## [Exercise aim]
Convert the entries below into a two-column CSV with the columns instruction and answer, one row per entry. Enclose each field in quotation marks and replace any line breaks with spaces.

## Begin Dataset records

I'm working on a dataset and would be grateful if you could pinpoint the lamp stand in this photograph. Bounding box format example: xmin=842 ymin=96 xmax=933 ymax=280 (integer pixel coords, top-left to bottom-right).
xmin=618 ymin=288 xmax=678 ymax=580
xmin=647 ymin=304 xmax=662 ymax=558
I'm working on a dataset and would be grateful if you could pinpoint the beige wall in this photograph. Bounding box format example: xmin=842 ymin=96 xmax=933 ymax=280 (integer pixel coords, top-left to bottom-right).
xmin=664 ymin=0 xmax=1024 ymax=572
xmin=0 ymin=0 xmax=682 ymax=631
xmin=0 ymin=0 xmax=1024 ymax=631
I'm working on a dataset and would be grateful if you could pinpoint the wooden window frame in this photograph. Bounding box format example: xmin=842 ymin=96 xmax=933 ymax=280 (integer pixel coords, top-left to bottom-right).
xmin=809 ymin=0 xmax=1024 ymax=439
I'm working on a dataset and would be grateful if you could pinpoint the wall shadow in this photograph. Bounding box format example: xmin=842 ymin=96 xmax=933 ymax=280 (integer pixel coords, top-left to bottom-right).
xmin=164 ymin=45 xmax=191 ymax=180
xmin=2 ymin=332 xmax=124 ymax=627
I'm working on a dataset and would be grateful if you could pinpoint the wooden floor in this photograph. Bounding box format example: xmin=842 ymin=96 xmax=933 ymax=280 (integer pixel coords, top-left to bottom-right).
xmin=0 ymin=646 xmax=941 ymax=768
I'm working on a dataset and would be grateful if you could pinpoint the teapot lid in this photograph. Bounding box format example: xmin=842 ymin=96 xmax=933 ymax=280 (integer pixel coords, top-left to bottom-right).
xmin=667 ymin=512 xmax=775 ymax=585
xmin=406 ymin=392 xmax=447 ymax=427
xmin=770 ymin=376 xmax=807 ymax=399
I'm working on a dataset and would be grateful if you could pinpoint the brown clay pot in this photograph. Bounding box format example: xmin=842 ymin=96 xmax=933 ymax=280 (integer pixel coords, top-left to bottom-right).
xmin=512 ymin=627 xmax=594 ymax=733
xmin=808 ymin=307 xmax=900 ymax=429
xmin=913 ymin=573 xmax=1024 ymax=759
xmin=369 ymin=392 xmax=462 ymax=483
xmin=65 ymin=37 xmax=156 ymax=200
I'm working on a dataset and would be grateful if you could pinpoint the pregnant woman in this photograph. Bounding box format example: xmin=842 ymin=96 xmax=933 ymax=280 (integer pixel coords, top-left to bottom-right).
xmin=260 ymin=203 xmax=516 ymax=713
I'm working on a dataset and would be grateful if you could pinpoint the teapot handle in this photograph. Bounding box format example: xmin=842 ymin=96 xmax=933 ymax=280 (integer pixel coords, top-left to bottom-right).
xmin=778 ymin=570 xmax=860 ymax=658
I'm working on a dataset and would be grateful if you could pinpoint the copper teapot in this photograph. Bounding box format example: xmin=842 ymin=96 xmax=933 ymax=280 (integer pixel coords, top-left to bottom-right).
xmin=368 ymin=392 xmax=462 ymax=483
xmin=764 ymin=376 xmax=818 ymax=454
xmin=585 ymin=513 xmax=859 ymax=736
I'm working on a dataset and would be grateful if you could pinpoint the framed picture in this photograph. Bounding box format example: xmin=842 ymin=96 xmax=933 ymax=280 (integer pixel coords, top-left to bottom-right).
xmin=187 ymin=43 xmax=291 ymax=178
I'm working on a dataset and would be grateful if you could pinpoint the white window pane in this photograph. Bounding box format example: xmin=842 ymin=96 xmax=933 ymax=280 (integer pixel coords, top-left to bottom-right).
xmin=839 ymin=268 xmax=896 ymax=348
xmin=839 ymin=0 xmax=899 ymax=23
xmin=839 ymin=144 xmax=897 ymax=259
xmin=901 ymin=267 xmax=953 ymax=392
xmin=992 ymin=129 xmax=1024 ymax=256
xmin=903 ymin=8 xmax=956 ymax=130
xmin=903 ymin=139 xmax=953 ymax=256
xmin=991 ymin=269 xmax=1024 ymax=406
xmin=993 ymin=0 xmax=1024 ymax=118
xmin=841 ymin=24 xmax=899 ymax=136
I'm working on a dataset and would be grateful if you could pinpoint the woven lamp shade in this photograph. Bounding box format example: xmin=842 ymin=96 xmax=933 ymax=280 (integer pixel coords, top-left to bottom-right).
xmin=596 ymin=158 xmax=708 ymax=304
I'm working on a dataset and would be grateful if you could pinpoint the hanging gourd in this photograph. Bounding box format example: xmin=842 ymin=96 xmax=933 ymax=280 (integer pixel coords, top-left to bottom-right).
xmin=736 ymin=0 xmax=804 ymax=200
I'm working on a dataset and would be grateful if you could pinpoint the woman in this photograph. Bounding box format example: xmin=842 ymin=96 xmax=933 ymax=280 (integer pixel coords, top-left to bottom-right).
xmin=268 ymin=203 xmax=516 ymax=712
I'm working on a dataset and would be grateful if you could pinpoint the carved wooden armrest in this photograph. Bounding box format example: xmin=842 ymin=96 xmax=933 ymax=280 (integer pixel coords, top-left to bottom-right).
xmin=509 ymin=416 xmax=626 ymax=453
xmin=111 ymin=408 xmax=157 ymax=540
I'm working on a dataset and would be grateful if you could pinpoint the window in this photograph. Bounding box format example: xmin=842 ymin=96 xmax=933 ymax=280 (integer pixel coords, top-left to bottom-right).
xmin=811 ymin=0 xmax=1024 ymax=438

## End Dataset records

## [Task response]
instruction,answer
"I'm working on a dataset and would be grateful if you could pinpoint the lamp stand in this photograph. Bounding box format example: xmin=842 ymin=96 xmax=933 ymax=280 (integer pixel coords, top-left to bottom-right).","xmin=618 ymin=288 xmax=678 ymax=580 xmin=647 ymin=304 xmax=662 ymax=558"
"I'm working on a dataset and would be grateful if you could pinpoint the beige wall in this photograph. Bounding box format example: xmin=842 ymin=96 xmax=933 ymax=280 (integer pixel coords, top-left to bottom-right).","xmin=664 ymin=0 xmax=1024 ymax=572 xmin=0 ymin=0 xmax=682 ymax=631 xmin=0 ymin=0 xmax=1024 ymax=631"
"I'm working on a dataset and would be grateful if you could pinpoint the wooden window frame in this photograph. Bounding box format example: xmin=842 ymin=96 xmax=933 ymax=280 (integer pixel coords, top-left to bottom-right).","xmin=809 ymin=0 xmax=1024 ymax=439"
"I'm working on a dataset and would be grateful if you could pinpoint the wall shadow in this photograph. Bounding box format example: xmin=842 ymin=96 xmax=933 ymax=280 (integer pixel coords, top-left to bottom-right).","xmin=164 ymin=45 xmax=191 ymax=180 xmin=2 ymin=332 xmax=124 ymax=627"
"I'm working on a dataset and would be grateful if you could pinpoint the wooden floor in this photograph. Bounding box format example: xmin=842 ymin=96 xmax=933 ymax=280 (integer pixel coords, top-left to bottom-right).","xmin=0 ymin=646 xmax=941 ymax=768"
"I'm working on a dataset and would be grateful if you could pinpoint the teapot lid in this photograph. Bounding box format example: xmin=842 ymin=96 xmax=933 ymax=280 (integer pixel coords, top-left to bottom-right).","xmin=667 ymin=512 xmax=775 ymax=585 xmin=406 ymin=392 xmax=447 ymax=427 xmin=770 ymin=376 xmax=807 ymax=399"
"I'm working on a dataset and would be grateful if you could pinpoint the brown clay pot in this photograph. Bounding box format example: xmin=842 ymin=96 xmax=933 ymax=280 (integer pixel coords, top-left to bottom-right).","xmin=512 ymin=627 xmax=594 ymax=733 xmin=808 ymin=307 xmax=900 ymax=429 xmin=913 ymin=573 xmax=1024 ymax=759 xmin=369 ymin=392 xmax=462 ymax=483 xmin=65 ymin=37 xmax=156 ymax=200"
"I'm working on a dataset and would be grateful if you could pinpoint the pregnant woman in this photograph. Bounding box format example: xmin=842 ymin=96 xmax=933 ymax=280 (integer pixel coords, top-left to bottom-right).","xmin=260 ymin=203 xmax=516 ymax=713"
"I'm working on a dataset and would be grateful if you could pinpoint the teapot handle in this photograph. Bounding box format example: xmin=842 ymin=96 xmax=933 ymax=280 (integer pixel coords, top-left to bottom-right).","xmin=778 ymin=570 xmax=860 ymax=658"
"I'm working on a dataset and would be grateful if you could pinpoint the copper teapot in this photograph. Bounding box format example: xmin=842 ymin=96 xmax=933 ymax=280 (integer pixel coords, top-left to bottom-right).","xmin=368 ymin=392 xmax=462 ymax=483 xmin=764 ymin=376 xmax=818 ymax=454 xmin=585 ymin=513 xmax=859 ymax=736"
"I'm working on a dataset and would be grateful if you could pinpoint the framed picture in this photograph. Bounding box format example: xmin=842 ymin=96 xmax=933 ymax=280 (integer pixel coords, top-left to bottom-right).","xmin=187 ymin=43 xmax=291 ymax=178"
"I'm working on a dataset and would be grateful if you could pinpoint the white window pane in this photograph. Bounding box format example: xmin=842 ymin=96 xmax=933 ymax=280 (integer pixel coords, top-left to bottom-right).","xmin=839 ymin=268 xmax=896 ymax=348 xmin=839 ymin=0 xmax=899 ymax=23 xmin=839 ymin=144 xmax=897 ymax=259 xmin=901 ymin=267 xmax=953 ymax=392 xmin=992 ymin=129 xmax=1024 ymax=256 xmin=903 ymin=8 xmax=956 ymax=130 xmin=903 ymin=139 xmax=953 ymax=256 xmin=991 ymin=269 xmax=1024 ymax=406 xmin=993 ymin=0 xmax=1024 ymax=118 xmin=841 ymin=24 xmax=899 ymax=136"
"I'm working on a dataset and would be grateful if you could pinpoint the woven lamp shade in this photograph. Bounding box format example: xmin=842 ymin=96 xmax=933 ymax=280 (integer pixel coords, top-left to bottom-right).","xmin=596 ymin=158 xmax=708 ymax=304"
"I'm working on a dataset and would be grateful if you could pinpoint the hanging gourd in this photograph. Bounding box format example: xmin=842 ymin=96 xmax=933 ymax=280 (integer pixel coords, top-left to bottom-right).","xmin=736 ymin=0 xmax=804 ymax=200"
"I'm working on a dataset and would be grateful if you could pinpoint the woman in this photograph. Bounding box format example: xmin=842 ymin=96 xmax=933 ymax=280 (integer pixel coords, top-left to bottom-right).","xmin=268 ymin=203 xmax=516 ymax=712"
"I'm working on a dataset and would be grateful if you could pinpoint the carved wooden armrest in this photograph. Bounding box format example: xmin=842 ymin=96 xmax=933 ymax=280 (integer pixel coords, top-left to bottom-right).","xmin=509 ymin=416 xmax=626 ymax=453 xmin=111 ymin=408 xmax=157 ymax=540"
"I'm working on a dataset and would be grateful if you could pinpoint the window in this photograph. Bounding box format example: xmin=842 ymin=96 xmax=933 ymax=280 (integer pixel coords, top-left to bottom-right).","xmin=811 ymin=0 xmax=1024 ymax=438"